■ **PAGINAFRAGMENT**:
▽
Maar Boiron legt niet uit wat die fysisch-chemische eigenschappen precies zijn en hoe ze dat te weten zijn gekomen. Ze geven geen spat uitleg. En dat is weinig.

Er doen trouwens verschillende speculaties de ronde over de vermeende werking van homeopathie, maar geen enkele daarvan is wetenschappelijk onderbouwd.

Even was de theorie van de Franse onderzoeker en dokter-immunoloog Jacques Benveniste populair: hij beweerde eind jaren 1980 dat water een geheugen heeft, dat water het vermogen heeft om een herinnering vast te houden van stoffen die er eerder in waren opgelost. Hij schreef een artikel en stuurde het naar het tijdschrift Nature. Zijn artikel zou onder één voorwaarde gepubliceerd worden: onderzoekers van het tijdschrift zouden het labo van Benveniste bezoeken en de zaak daar uitklaren. In 1988 verscheen het artikel van Benveniste en anderen in Nature, volume 333.

In deel 334 verscheen het artikel met bevindingen van het bezoek, ‘High dilution’ experiments a delusion. Zoals de titel al enigszins weggeeft, maakt het brandhout maakte van Benvenistes hypothese. Zo konden de bevindingen van Benveniste en zijn team niet geredupliceerd worden, was de sfeer in het labo vijandig tegenover een objectieve evaluatie van de uitzonderlijke data en werden er geen pogingen ondernomen om systematische fouten te vermijden, zoals de observer bias, vooringenomenheid van de waarnemer. The Lancet, dat andere wetenschappelijke blad, zou het 16 jaar later een van de bekendste wetenschappelijke schandalen in moderne tijden noemen.

Een opmerking in de marge: het geheugen van water kan niet uitleggen hoe homeopathie werkt, aangezien het niet uitlegt met homeopathische verdunningen met behulp van alcohol.

Ik citeer een vrij willekeurige website over homeopathie zoals er dertien in een dozijn zijn:

Doordat een homeopathisch middel, in de vorm van een korrel of druppel, het water raakt, vloeit de energetische waarde van de korrel over in het water. Het water zal vrijwel meteen veranderen in de structuur die de korrel ook in zich had. De energetische boodschap is overgedragen of in een flesje of in ons lichaam. Zodra de korrel of druppel ons slijmvlies in onze mond raakt wordt de energetische waarde wederom overgedragen en kan het proces van heling beginnen doordat de structuur van het water in ons lichaam wordt veranderd. Er is dus wel degelijk iets te zeggen over de werking van klassieke Homeopathie.

En dat is een wel heel optimistische conclusie. Dit citaat, deze woordsalade, verklaart net niets. Er worden hier meer vragen opgeroepen dan beantwoord.
△
Beeldgebonden aanwijsgegevens
▽
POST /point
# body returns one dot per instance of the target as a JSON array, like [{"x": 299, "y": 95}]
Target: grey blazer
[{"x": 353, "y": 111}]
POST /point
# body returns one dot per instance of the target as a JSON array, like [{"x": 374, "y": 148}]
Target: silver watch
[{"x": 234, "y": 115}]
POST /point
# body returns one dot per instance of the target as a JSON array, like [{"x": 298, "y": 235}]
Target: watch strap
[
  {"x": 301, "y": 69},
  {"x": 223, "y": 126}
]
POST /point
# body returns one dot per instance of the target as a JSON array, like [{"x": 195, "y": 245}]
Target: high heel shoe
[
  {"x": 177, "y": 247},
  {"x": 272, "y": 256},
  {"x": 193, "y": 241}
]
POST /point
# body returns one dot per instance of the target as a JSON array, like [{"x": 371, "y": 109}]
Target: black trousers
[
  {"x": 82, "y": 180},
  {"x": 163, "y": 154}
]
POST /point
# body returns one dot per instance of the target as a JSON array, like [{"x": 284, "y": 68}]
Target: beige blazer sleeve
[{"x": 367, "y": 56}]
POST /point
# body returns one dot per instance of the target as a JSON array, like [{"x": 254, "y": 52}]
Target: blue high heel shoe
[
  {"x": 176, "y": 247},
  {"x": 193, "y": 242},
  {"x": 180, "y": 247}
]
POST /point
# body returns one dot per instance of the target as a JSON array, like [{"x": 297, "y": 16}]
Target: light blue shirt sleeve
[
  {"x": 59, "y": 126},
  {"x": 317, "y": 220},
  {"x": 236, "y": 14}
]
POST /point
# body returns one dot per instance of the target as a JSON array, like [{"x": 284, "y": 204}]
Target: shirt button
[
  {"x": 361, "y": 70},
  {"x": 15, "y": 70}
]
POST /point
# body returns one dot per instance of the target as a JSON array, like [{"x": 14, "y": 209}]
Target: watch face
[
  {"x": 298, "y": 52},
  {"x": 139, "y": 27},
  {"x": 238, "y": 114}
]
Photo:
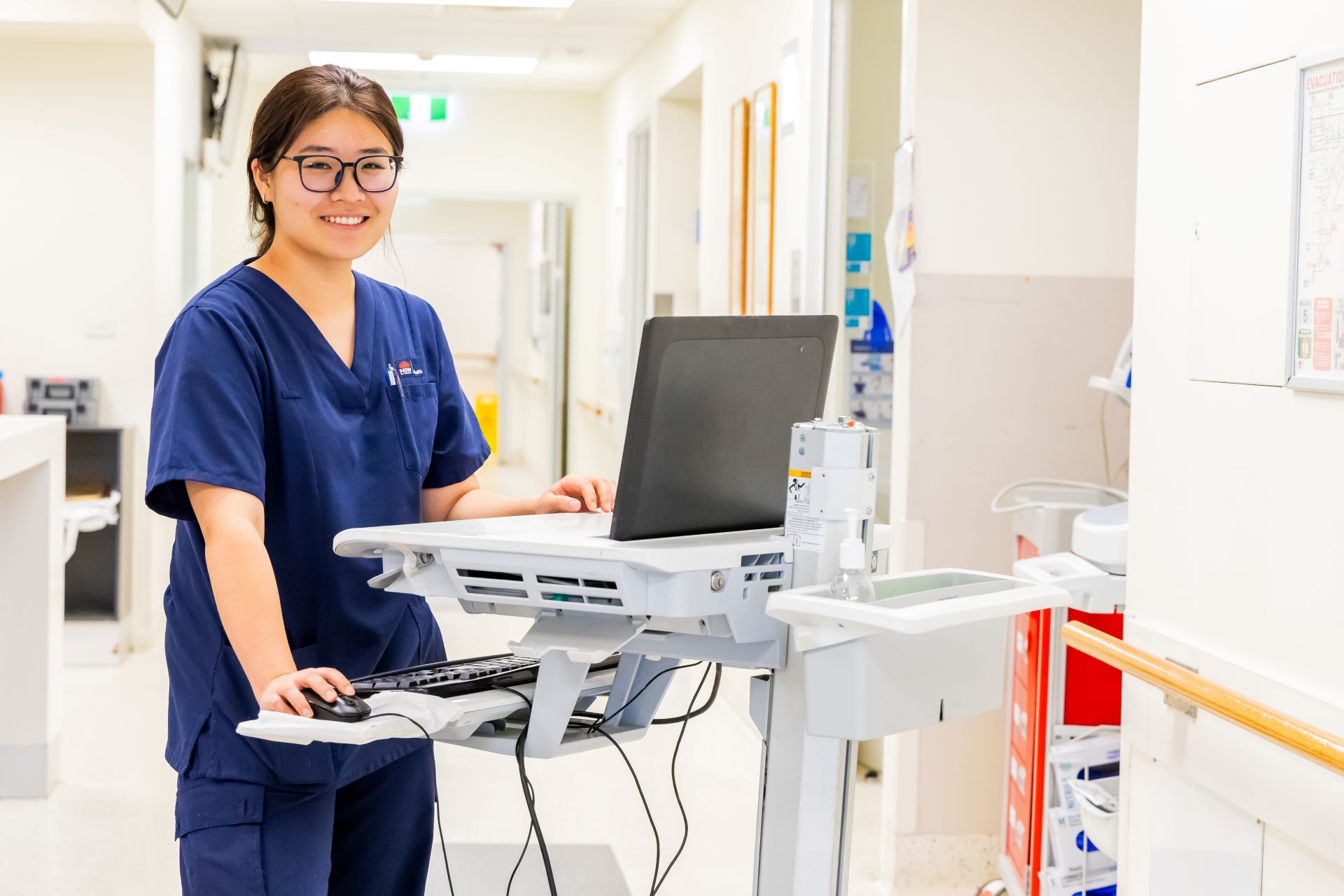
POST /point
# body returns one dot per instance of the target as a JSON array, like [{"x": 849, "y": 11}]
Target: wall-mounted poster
[
  {"x": 1316, "y": 344},
  {"x": 738, "y": 144},
  {"x": 762, "y": 200}
]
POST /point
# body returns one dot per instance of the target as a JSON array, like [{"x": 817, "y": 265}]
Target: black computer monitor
[{"x": 707, "y": 440}]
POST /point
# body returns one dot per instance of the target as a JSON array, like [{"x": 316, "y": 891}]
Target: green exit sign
[{"x": 420, "y": 106}]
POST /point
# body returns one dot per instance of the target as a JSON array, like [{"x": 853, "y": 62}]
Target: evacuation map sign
[{"x": 1319, "y": 301}]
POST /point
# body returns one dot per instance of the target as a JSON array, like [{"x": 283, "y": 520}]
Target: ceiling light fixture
[
  {"x": 536, "y": 4},
  {"x": 410, "y": 62}
]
△
■ **OPDRACHTEN**:
a - Citeer uit het stuk over homeopathie alles vanaf "Maar Boiron legt" tot en met "dat is weinig.".
b - Schrijf het stuk over homeopathie alstublieft verder, te beginnen na de laatste zin.

■ **ANTWOORDEN**:
a -
Maar Boiron legt niet uit wat die fysisch-chemische eigenschappen precies zijn en hoe ze dat te weten zijn gekomen. Ze geven geen spat uitleg. En dat is weinig.

b -
Het is heel opvallend dat er trends te ontwaren zijn in de verklaringen van homeopaten. Zo zijn er heel wat van overtuigd dat er in de kwantummechanica genoeg aanwijzingen te vinden zijn die de beginselen van de homeopathie ondersteunen.

Een van de bekendere in België is Anne Vervarcke, ooit oprichtster van het Centrum voor Klassieke Homeopathie, momenteel homeopathisch therapeute te Gent. Zij was mee betrokken in het relletje rond nascholingen over homeopathie voor studenten verloskunde aan de Thomas More Hogeschool in 2017.

Net zoals andere homeopaten goochelt zij graag maar tevergeefs met abstracte begrippen uit de natuurkunde om de werking van zeer verdunde middelen te verklaren: kwantumverstrengeling, kwantum non-lokaliteit, de relativiteitstheorie. Duidelijkheid verschaft deze vorm van kwamtummysticisme niet. Laat het verder geen verrassing zijn, maar haar cv vermeldt geen geneeskundige of natuurkundige opleiding.

Toen de zogenaamde energetische geneeskunde populair begon te worden, kon homeopathie plots aan de hand daarvan verklaard. Helaas is energetische geneeskunde even speculatief en onbewezen als homeopathie. Je kan aan de ene onbewezen pseudowetenschap geen wetenschappelijk cachet geven door een beroep te doen op een andere pseudowetenschap.

Met de opkomst van nanogeneeskunde was homeopathie daar al die tijd een vorm van, aldus een van de internationaal bekendste promotoren Dana Ullman, eveneens een grote naam in de wereld van de homeopathie, eveneens iemand zonder een medische opleiding.

De water-met-geheugentheorie werd eind jaren negentig opnieuw opgerakeld door de Japanse dokter Masaru Emoto. Voor alle duidelijkheid: Emoto was een zakenman die in 1992 Doctor of Alternative Medicine werd aan de Open International University for Alternative Medicine in India, een diplomafabriekje dat zich richtte op kwakzalvers en dat later gesloten werd.

Een van de vele mensen die de optimistische conclusies van homeopaten niet deelt, is Norbert Fraeyman, auteur van Kritische reflecties over alternatieve geneeswijzen uit 2010. Ik citeer:

Tot op heden is er geen enkel experiment volgens de klassieke wetenschappelijke methode, zowel in de fysica als in de chemie, dat toelaat te besluiten dat dit mogelijk is. Meer nog, complexe stoffen met meervoudige atomaire verbindingen, zowel elektrostatisch als covalent, zijn niet te doorbreken of te vervormen door de stof te schudden. Hiervoor zijn grotere krachten nodig. Bovendien verdwijnt de farmacologische activiteit van een stof zeer vaak (bijna altijd) als de oorspronkelijke structuur van de stof verloren gaat.

De volledige referentie vindt u zoals steeds op luminati.be.

Samengevat: ondanks de mooie, soms ronduit indrukwekkende woorden van Boiron en andere verkopers van homeopathie, is er nog steeds geen algemeen geaccepteerde verklaring voor de vermeende werking van homeopathisch producten en zeker niet voor die met een verdunning van 13C of 13K en meer.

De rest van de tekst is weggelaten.